# DATA SHOWN
━━━━━━━━

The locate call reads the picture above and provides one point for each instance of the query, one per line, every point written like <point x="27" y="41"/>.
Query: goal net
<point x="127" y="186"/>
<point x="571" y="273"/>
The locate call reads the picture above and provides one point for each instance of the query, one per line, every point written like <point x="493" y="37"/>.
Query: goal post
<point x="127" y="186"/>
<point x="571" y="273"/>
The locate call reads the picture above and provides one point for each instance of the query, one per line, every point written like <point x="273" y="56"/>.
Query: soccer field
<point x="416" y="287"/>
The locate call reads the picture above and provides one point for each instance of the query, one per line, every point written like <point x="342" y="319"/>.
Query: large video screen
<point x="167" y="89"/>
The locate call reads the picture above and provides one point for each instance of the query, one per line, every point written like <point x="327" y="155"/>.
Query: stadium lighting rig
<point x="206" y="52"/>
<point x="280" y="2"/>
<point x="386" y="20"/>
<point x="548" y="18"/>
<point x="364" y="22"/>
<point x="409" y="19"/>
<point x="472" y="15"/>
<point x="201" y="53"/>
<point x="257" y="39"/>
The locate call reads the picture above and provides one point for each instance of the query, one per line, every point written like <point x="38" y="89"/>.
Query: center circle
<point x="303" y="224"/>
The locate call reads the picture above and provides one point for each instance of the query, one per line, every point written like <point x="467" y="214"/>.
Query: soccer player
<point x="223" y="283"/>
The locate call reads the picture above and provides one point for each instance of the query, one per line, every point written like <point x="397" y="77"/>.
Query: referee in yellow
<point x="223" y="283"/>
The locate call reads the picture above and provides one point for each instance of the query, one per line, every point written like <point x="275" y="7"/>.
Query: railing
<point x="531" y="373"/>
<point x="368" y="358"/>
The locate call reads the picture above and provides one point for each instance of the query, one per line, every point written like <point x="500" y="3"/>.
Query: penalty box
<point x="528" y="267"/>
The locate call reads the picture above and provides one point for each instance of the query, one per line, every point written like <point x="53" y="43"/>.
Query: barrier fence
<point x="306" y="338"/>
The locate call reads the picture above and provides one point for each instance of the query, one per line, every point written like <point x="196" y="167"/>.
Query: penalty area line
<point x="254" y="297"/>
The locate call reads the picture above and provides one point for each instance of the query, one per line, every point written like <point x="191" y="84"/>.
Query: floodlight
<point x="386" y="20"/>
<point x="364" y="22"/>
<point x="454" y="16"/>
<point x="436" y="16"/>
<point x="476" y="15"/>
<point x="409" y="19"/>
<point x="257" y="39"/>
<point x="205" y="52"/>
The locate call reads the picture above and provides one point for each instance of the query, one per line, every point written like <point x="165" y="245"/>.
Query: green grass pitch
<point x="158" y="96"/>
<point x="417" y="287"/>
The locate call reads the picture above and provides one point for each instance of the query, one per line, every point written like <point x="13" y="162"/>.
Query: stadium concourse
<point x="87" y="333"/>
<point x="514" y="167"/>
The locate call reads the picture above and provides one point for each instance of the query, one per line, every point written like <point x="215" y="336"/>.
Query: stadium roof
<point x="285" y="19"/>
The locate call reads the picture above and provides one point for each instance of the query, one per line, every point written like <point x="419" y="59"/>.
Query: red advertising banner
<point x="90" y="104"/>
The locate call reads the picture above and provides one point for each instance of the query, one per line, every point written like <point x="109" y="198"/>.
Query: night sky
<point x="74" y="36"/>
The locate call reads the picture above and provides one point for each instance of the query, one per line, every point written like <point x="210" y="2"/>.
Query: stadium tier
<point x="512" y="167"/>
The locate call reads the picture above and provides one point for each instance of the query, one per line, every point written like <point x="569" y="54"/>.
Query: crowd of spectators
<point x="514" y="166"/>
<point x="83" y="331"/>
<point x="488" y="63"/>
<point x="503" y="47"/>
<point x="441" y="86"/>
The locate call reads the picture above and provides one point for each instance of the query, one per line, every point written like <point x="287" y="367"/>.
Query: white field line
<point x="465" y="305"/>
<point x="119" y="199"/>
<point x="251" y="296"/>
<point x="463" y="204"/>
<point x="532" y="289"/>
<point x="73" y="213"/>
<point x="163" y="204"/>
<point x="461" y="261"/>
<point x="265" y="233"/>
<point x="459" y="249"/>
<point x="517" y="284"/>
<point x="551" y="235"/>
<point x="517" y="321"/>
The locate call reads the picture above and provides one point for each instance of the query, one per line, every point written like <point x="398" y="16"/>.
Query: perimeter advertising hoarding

━━━━━━━━

# WHAT THE TASK REQUIRES
Write the data back out verbatim.

# ANSWER TO THE TASK
The locate call reads the picture above and provides one point for each instance of the query, one per line, every point written like <point x="27" y="41"/>.
Query: goal net
<point x="127" y="186"/>
<point x="571" y="273"/>
The locate call reads the picture above and provides one point for each instance of the query, one per line, every point written like <point x="493" y="37"/>.
Query: goal post
<point x="127" y="186"/>
<point x="571" y="273"/>
The locate call reads the picture above and provides one point for each instance of the query, one per line, every point written like <point x="273" y="56"/>.
Query: soccer field
<point x="416" y="287"/>
The locate call reads the picture above and provides one point for each instance of the query, one per line, every point written like <point x="342" y="319"/>.
Query: large video screen
<point x="167" y="89"/>
The locate call reads the picture above and provides one point for each instance of the query, one per line, every point written like <point x="327" y="155"/>.
Query: stadium lighting rig
<point x="206" y="52"/>
<point x="280" y="2"/>
<point x="386" y="20"/>
<point x="548" y="18"/>
<point x="364" y="22"/>
<point x="409" y="19"/>
<point x="472" y="15"/>
<point x="201" y="53"/>
<point x="257" y="39"/>
The locate call reads the picture above and provides one point for each instance of the query, one per line, every point written like <point x="38" y="89"/>.
Query: center circle
<point x="303" y="224"/>
The locate call reads the picture above and provides one point for each instance of the query, one per line, every point written like <point x="467" y="214"/>.
Query: soccer player
<point x="223" y="283"/>
The locate call reads the picture above and provides one point for each instance of the query, one per line, every point written like <point x="397" y="77"/>.
Query: referee in yellow
<point x="223" y="283"/>
The locate call reads the picture above and provides one point for each instance of the query, one per line, every point written like <point x="275" y="7"/>.
Query: railing
<point x="531" y="373"/>
<point x="368" y="358"/>
The locate call reads the picture above and provides one point for each instance of the query, one per line, every point written like <point x="500" y="3"/>.
Query: penalty box
<point x="528" y="267"/>
The locate call reads the picture above and provides one point for each instance of the query, one per line, every point written like <point x="53" y="43"/>.
Query: barrier fence
<point x="306" y="338"/>
The locate call reads the picture above and provides one point for each instance of the query, one per line, every point written like <point x="196" y="167"/>.
Query: penalty area line
<point x="254" y="297"/>
The locate call reads the picture above and provides one point for each instance of the query, one per line, every point written like <point x="191" y="84"/>.
Query: floodlight
<point x="386" y="20"/>
<point x="364" y="22"/>
<point x="454" y="16"/>
<point x="436" y="16"/>
<point x="476" y="15"/>
<point x="409" y="19"/>
<point x="257" y="39"/>
<point x="205" y="52"/>
The locate call reads the picture above and provides one point for each instance of the query, one per line, every point written like <point x="165" y="245"/>.
Query: green grass pitch
<point x="158" y="96"/>
<point x="417" y="287"/>
The locate call reads the picture above and provides one point for each instance of the query, one per line, every point written like <point x="13" y="162"/>.
Query: stadium concourse
<point x="87" y="333"/>
<point x="514" y="167"/>
The locate call reads the picture above and provides one point for each instance of the query, one per line, every point written like <point x="215" y="336"/>.
Query: stadium roof
<point x="285" y="19"/>
The locate call reads the picture above and provides one point for each instance of the query, one per line, every point written like <point x="419" y="59"/>.
Query: red advertising banner
<point x="90" y="104"/>
The locate call reads the picture above and provides one point for each instance of the query, one per line, every point written like <point x="109" y="198"/>.
Query: night sky
<point x="74" y="36"/>
The locate call reads the picture above and provides one point for each instance of the query, one per line, every point written like <point x="210" y="2"/>.
Query: stadium tier
<point x="512" y="167"/>
The locate call reads the picture above and provides one point for each instance of the query, one per line, every point written like <point x="569" y="54"/>.
Query: crowd of spectators
<point x="514" y="166"/>
<point x="83" y="331"/>
<point x="488" y="63"/>
<point x="503" y="47"/>
<point x="441" y="86"/>
The locate call reads the picture above and provides one point for each instance of the query, one per line, every point written like <point x="287" y="367"/>.
Query: white field line
<point x="465" y="305"/>
<point x="119" y="199"/>
<point x="251" y="296"/>
<point x="463" y="204"/>
<point x="532" y="289"/>
<point x="73" y="213"/>
<point x="163" y="204"/>
<point x="461" y="261"/>
<point x="265" y="233"/>
<point x="459" y="249"/>
<point x="517" y="284"/>
<point x="551" y="235"/>
<point x="517" y="321"/>
The locate call reads the picture above and provides one point for each instance of the query, one per line, every point written like <point x="398" y="16"/>.
Query: perimeter advertising hoarding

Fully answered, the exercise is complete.